Transcribe precisely those lines of the listing that fall between the line containing "[segment] recessed ceiling light" and the last line, inclusive of both.

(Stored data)
┄┄┄┄┄┄┄┄┄┄┄┄┄┄┄┄┄┄┄┄

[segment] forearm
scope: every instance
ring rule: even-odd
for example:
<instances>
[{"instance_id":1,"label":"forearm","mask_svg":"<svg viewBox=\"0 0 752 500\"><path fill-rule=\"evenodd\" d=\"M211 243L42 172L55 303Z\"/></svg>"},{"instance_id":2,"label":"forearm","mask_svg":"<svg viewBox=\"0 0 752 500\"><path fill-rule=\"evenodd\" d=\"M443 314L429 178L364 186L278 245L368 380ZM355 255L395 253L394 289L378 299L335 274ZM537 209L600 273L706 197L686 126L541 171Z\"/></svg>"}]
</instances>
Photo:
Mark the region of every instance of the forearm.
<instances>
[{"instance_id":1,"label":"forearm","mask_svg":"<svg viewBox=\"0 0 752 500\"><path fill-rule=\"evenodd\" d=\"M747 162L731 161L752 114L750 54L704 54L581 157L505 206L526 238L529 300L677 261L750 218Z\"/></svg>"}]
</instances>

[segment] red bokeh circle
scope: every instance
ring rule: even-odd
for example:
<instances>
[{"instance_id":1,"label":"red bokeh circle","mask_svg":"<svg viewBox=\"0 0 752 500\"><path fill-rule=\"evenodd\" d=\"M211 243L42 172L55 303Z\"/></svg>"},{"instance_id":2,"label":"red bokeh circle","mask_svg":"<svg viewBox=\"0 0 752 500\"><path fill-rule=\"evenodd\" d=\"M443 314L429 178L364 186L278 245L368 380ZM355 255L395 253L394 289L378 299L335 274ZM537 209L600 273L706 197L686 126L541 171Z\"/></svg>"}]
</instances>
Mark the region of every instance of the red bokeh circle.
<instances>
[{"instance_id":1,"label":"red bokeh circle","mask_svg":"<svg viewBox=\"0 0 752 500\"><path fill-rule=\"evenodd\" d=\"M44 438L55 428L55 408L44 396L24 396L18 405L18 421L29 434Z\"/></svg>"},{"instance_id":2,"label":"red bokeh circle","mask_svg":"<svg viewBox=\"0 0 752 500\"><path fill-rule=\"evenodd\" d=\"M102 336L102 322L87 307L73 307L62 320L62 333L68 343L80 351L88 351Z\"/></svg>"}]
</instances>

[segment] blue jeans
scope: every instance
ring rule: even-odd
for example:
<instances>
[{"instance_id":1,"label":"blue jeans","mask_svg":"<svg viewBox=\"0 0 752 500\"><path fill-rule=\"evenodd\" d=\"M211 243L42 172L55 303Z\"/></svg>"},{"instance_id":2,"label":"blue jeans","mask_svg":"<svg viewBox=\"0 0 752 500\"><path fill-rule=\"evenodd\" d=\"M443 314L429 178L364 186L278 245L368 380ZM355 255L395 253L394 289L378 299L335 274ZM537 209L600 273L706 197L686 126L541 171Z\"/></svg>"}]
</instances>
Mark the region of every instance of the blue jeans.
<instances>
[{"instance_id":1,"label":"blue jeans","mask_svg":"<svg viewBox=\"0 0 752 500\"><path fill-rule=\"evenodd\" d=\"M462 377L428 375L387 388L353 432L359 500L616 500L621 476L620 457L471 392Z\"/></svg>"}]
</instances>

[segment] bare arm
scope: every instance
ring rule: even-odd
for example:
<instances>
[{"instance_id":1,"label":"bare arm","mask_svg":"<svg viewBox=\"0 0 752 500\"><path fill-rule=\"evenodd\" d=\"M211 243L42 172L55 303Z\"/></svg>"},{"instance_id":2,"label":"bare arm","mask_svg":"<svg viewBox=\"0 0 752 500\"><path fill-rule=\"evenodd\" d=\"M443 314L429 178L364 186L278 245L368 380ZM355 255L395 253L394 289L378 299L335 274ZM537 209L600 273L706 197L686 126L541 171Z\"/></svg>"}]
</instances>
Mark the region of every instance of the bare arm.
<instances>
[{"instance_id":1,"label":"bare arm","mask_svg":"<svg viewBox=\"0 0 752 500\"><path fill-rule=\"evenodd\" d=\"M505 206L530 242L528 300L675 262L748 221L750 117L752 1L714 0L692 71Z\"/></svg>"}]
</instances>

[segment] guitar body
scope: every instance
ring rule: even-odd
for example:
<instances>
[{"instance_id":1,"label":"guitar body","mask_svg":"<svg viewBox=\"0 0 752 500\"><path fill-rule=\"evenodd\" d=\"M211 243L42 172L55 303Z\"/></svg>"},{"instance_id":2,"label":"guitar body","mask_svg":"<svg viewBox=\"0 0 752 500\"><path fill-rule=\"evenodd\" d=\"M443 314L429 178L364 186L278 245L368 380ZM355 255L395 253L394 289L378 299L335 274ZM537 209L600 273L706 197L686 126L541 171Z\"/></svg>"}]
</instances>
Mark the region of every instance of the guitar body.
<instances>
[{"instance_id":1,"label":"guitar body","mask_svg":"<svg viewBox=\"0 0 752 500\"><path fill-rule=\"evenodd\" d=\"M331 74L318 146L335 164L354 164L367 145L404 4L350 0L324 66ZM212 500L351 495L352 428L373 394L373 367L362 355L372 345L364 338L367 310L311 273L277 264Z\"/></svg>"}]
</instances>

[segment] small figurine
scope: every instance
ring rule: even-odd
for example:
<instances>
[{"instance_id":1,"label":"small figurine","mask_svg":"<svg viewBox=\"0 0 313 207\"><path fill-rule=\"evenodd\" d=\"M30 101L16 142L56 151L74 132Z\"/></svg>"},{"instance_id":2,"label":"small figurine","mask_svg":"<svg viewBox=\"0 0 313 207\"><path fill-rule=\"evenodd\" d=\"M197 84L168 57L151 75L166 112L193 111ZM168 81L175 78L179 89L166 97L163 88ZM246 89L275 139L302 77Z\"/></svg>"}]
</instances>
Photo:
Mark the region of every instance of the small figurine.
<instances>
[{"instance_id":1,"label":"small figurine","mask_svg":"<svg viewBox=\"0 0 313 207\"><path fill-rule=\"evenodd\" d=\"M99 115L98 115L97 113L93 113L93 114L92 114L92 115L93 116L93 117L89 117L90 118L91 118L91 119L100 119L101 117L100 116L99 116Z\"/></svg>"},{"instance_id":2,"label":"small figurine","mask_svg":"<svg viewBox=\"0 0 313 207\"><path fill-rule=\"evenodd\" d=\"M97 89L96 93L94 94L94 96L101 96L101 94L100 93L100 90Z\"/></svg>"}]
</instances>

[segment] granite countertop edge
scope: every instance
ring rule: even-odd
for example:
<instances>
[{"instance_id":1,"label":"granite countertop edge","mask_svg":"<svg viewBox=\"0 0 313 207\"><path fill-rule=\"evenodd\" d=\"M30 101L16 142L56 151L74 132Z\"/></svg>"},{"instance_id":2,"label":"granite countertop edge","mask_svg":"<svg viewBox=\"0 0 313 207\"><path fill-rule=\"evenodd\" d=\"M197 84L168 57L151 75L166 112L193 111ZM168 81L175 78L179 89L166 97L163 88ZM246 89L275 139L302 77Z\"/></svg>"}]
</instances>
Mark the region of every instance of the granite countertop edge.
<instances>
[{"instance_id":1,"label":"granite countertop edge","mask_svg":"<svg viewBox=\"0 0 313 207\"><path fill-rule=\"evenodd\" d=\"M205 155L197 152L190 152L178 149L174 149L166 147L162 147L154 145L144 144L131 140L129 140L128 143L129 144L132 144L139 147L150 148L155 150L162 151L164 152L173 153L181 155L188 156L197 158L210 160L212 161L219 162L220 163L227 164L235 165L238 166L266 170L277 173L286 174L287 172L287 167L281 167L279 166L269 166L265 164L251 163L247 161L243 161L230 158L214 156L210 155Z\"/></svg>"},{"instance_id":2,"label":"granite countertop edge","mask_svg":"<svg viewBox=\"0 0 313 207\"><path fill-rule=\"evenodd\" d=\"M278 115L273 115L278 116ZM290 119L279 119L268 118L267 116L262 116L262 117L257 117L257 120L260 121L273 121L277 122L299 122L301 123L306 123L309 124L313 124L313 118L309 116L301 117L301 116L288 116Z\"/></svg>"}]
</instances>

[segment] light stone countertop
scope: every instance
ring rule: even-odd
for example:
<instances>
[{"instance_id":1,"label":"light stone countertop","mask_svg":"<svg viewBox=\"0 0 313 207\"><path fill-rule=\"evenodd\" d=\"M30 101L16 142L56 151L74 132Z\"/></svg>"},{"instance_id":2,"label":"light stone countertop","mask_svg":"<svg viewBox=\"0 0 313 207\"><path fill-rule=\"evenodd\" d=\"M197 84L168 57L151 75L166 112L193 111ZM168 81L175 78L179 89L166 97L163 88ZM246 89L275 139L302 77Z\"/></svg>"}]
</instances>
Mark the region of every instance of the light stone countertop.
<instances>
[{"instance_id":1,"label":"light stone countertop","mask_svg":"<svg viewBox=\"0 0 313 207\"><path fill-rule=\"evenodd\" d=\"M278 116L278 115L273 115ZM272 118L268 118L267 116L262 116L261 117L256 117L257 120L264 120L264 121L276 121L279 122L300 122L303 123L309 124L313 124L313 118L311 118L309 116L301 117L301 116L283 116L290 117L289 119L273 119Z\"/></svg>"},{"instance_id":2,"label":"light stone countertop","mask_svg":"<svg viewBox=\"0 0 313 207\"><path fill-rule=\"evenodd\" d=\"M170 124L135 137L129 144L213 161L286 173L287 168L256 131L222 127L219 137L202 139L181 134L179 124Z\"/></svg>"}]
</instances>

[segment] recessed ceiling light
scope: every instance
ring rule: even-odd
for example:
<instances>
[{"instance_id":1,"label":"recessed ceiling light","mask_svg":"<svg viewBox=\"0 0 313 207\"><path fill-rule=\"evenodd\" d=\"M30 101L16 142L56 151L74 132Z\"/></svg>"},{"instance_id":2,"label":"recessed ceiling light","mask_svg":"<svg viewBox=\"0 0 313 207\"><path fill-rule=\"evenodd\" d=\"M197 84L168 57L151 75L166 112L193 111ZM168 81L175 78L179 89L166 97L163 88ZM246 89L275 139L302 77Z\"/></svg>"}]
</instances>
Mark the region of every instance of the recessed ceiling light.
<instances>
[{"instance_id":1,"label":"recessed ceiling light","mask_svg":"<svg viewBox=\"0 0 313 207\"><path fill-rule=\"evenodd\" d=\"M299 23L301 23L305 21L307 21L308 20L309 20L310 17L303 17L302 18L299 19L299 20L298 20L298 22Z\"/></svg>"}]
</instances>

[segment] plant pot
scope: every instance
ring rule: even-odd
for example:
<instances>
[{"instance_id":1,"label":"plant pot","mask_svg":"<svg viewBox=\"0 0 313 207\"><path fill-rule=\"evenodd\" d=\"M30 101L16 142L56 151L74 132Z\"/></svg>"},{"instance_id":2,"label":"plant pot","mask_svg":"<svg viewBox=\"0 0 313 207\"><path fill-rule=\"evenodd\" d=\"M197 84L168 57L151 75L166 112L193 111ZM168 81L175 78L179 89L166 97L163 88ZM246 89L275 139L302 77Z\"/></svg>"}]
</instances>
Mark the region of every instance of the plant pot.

┄┄┄┄┄┄┄┄┄┄┄┄┄┄┄┄┄┄┄┄

ANSWER FOR THE TASK ▸
[segment] recessed ceiling light
scope: every instance
ring rule: even-odd
for example:
<instances>
[{"instance_id":1,"label":"recessed ceiling light","mask_svg":"<svg viewBox=\"0 0 313 207\"><path fill-rule=\"evenodd\" d=\"M30 101L16 142L56 151L74 132Z\"/></svg>"},{"instance_id":2,"label":"recessed ceiling light","mask_svg":"<svg viewBox=\"0 0 313 207\"><path fill-rule=\"evenodd\" d=\"M197 84L168 57L151 75L166 112L193 111ZM168 81L175 78L179 89L166 97L163 88ZM246 89L275 139L302 77Z\"/></svg>"}]
</instances>
Mark the region of every instance of the recessed ceiling light.
<instances>
[{"instance_id":1,"label":"recessed ceiling light","mask_svg":"<svg viewBox=\"0 0 313 207\"><path fill-rule=\"evenodd\" d=\"M299 23L301 23L305 21L307 21L308 20L309 20L310 17L303 17L302 18L299 19L299 20L298 20L298 22Z\"/></svg>"}]
</instances>

[segment] plant pot
scope: every instance
ring rule: even-odd
for example:
<instances>
[{"instance_id":1,"label":"plant pot","mask_svg":"<svg viewBox=\"0 0 313 207\"><path fill-rule=\"evenodd\" d=\"M30 101L16 142L56 151L74 132Z\"/></svg>"},{"instance_id":2,"label":"plant pot","mask_svg":"<svg viewBox=\"0 0 313 207\"><path fill-rule=\"evenodd\" d=\"M197 84L168 57L151 75L166 112L193 111ZM168 81L175 78L179 89L166 97L163 88ZM246 89L275 139L302 77Z\"/></svg>"}]
</instances>
Mark the region of every instance of the plant pot.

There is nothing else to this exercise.